_Source data:_
══════

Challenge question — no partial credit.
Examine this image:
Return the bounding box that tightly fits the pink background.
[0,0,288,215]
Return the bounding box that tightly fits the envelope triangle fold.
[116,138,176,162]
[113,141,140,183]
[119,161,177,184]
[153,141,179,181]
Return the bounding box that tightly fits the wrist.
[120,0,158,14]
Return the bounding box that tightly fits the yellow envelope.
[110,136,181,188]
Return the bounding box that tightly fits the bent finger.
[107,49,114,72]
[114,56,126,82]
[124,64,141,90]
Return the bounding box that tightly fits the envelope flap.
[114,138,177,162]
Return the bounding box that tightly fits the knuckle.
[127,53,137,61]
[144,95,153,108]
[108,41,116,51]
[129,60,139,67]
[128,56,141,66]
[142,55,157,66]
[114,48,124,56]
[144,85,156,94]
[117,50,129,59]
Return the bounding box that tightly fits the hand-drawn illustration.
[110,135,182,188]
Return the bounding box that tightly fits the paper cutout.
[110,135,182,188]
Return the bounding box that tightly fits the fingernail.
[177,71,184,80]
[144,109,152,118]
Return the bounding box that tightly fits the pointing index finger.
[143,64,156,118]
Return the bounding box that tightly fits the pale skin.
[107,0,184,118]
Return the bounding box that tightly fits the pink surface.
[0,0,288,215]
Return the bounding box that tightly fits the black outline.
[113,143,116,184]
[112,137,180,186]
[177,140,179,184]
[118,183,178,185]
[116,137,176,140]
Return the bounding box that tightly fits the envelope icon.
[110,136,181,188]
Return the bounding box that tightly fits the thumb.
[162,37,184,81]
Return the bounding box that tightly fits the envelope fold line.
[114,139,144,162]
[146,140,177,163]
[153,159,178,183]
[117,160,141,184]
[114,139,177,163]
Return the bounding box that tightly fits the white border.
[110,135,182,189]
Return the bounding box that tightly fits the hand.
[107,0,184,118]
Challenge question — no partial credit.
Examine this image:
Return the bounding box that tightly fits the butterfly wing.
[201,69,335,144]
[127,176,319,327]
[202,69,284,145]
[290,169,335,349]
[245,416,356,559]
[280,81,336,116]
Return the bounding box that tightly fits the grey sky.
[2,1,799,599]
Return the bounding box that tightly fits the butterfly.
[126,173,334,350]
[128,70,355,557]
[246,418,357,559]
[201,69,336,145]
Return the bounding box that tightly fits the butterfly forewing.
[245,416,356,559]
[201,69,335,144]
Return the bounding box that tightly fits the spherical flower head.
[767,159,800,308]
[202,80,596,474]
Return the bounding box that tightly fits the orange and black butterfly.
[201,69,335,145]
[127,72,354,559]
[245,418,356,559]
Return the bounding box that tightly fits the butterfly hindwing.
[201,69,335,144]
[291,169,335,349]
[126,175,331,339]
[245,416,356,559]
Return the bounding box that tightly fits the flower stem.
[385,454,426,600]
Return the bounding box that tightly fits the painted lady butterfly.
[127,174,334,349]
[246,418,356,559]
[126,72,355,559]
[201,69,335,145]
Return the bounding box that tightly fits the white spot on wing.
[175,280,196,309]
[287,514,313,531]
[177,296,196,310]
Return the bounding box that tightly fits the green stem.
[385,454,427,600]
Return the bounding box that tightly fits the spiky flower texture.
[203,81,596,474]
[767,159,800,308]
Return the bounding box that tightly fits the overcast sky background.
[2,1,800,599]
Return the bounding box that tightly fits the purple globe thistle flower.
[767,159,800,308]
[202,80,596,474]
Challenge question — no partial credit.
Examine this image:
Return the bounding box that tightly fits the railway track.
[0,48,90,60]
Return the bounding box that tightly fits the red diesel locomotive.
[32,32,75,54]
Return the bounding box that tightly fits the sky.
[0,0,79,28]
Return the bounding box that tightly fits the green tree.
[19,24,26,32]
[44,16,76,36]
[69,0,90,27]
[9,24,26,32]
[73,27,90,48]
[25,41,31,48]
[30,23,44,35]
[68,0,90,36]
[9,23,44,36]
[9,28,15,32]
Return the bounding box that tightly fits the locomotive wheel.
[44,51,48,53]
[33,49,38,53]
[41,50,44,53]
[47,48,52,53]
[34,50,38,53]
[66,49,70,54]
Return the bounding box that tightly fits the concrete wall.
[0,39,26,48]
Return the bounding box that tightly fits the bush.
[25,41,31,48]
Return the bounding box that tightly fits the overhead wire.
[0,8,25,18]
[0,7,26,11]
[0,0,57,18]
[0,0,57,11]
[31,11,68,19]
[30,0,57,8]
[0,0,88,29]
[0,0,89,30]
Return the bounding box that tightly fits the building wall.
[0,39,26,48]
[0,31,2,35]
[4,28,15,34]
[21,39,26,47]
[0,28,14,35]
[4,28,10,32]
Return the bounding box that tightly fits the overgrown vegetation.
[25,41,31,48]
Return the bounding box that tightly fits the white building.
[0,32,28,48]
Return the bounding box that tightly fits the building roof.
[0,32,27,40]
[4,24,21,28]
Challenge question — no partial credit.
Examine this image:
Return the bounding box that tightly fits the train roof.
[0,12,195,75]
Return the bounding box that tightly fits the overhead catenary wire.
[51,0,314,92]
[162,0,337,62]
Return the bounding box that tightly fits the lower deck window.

══════

_About this exercise:_
Print the records once more, exactly as they were given.

_Output for this exercise:_
Challenge question — no partial credit.
Examine this image:
Return the bounding box that tightly fits the pink background.
[0,0,288,215]
Return the bounding box that tightly fits the envelope triangle fold.
[116,138,176,162]
[113,141,140,183]
[119,161,177,184]
[153,141,179,181]
Return the bounding box that tightly fits the wrist.
[120,0,158,14]
Return the bounding box that tightly fits the yellow envelope.
[110,136,181,188]
Return the bounding box that tightly fits the bent finger.
[107,49,114,72]
[114,56,126,82]
[124,64,141,90]
Return the bounding box that tightly fits the envelope flap.
[114,138,177,162]
Return the bounding box that tightly fits the knuckle.
[127,53,137,61]
[144,95,153,108]
[108,41,116,51]
[129,60,139,67]
[128,56,141,66]
[142,55,157,66]
[114,48,124,56]
[144,85,156,94]
[117,50,129,59]
Return the bounding box that tightly fits the hand-drawn illustration.
[110,135,182,188]
Return the bounding box that tightly fits the paper cutout.
[110,135,182,188]
Return the bounding box that tightly fits the fingernail.
[177,71,184,80]
[144,109,152,118]
Return the bounding box that tightly fits the pointing index finger.
[143,64,156,118]
Return the bounding box that tightly fits the pale skin.
[107,0,184,118]
Return the bounding box that tightly fits the pink surface.
[0,0,288,215]
Return the bounding box that tightly fits the black outline.
[113,143,116,184]
[112,137,180,186]
[177,140,179,184]
[118,183,178,185]
[116,137,176,140]
Return the bounding box that tightly fits the envelope icon.
[110,136,181,188]
Return the bounding box that tightly fits the thumb.
[162,37,184,81]
Return the bounding box that tightly fits the envelope fold line.
[114,139,144,162]
[146,140,177,163]
[153,159,178,183]
[117,160,141,184]
[114,139,177,163]
Return the bounding box that tightly fits the white border.
[110,135,182,189]
Return the bounding box that tightly fits the hand.
[107,0,184,118]
Challenge question — no partial credit.
Examine this image:
Return the bounding box that tightly fits the butterfly wing.
[201,69,335,144]
[127,176,319,327]
[202,69,284,145]
[290,169,335,349]
[245,416,356,559]
[280,81,336,116]
Return the bounding box that tightly fits the grey sky.
[2,1,799,599]
Return the bounding box that tightly fits the butterfly.
[126,173,334,350]
[128,70,355,557]
[246,418,357,559]
[201,69,336,145]
Return the bounding box that tightly fits the butterfly forewing.
[245,416,356,559]
[201,69,335,144]
Return the bounding box that tightly fits the spherical flower head.
[767,159,800,308]
[202,80,596,474]
Return the bounding box that tightly fits the orange and black butterfly.
[201,69,335,145]
[127,72,354,559]
[245,418,356,559]
Return the bounding box that tightly fits the butterfly hindwing.
[201,69,335,144]
[291,169,335,349]
[126,175,331,339]
[245,416,356,559]
Return the bounding box that tightly fits the flower stem.
[385,454,426,600]
Return the bounding box that tightly fits the painted lady butterfly.
[127,174,334,349]
[246,418,356,559]
[126,72,355,559]
[201,69,335,145]
Return the bounding box that tightly fits the white spot on wing.
[175,280,196,309]
[287,514,313,531]
[177,296,196,310]
Return the bounding box that tightly fits the green stem.
[385,454,427,600]
Return the bounding box that tightly fits the spiky flower texture.
[203,81,596,474]
[767,159,800,308]
Return the bounding box that tightly fits the overcast sky background.
[2,1,800,599]
Return the bounding box that tightly fits the purple globe thistle flower.
[767,159,800,308]
[202,80,596,474]
Challenge question — no partial credit.
Examine this image:
Return the bounding box that tightly fits the railway track.
[0,48,90,60]
Return the bounding box that tightly fits the red diesel locomotive.
[32,32,75,54]
Return the bounding box that tightly fits the sky.
[0,0,79,28]
Return the bounding box that tightly fits the green tree.
[19,24,26,32]
[44,16,76,36]
[69,0,90,27]
[9,24,26,32]
[73,27,90,48]
[25,41,31,48]
[30,23,44,35]
[68,0,90,36]
[9,23,44,36]
[9,28,15,32]
Return the bounding box that tightly fits the locomotive wheel.
[44,51,48,53]
[33,49,38,53]
[41,50,44,53]
[47,48,52,53]
[34,50,38,53]
[66,49,70,54]
Return the bounding box that tightly fits the concrete wall.
[0,39,26,48]
Return the bounding box that tightly fits the bush.
[25,41,31,48]
Return the bounding box that tightly fits the overhead wire.
[0,8,25,18]
[0,7,26,11]
[0,0,57,18]
[0,0,57,11]
[31,11,68,19]
[30,0,57,8]
[0,0,88,29]
[0,0,89,30]
Return the bounding box that tightly fits the building wall.
[0,39,26,48]
[0,31,2,35]
[4,28,15,34]
[21,39,26,47]
[0,28,14,35]
[4,28,10,32]
Return the bounding box that tightly fits the overgrown vegetation.
[25,41,31,48]
Return the bounding box that tightly fits the white building.
[0,32,28,48]
Return the bounding box that tightly fits the building roof.
[0,32,27,40]
[4,24,21,28]
Challenge question — no partial credit.
Examine this image:
Return the bounding box that tightly fits the train roof.
[0,12,195,75]
Return the bounding box that tightly fits the overhead catenary wire.
[51,0,314,92]
[162,0,337,62]
Return the bounding box that tightly fits the lower deck window.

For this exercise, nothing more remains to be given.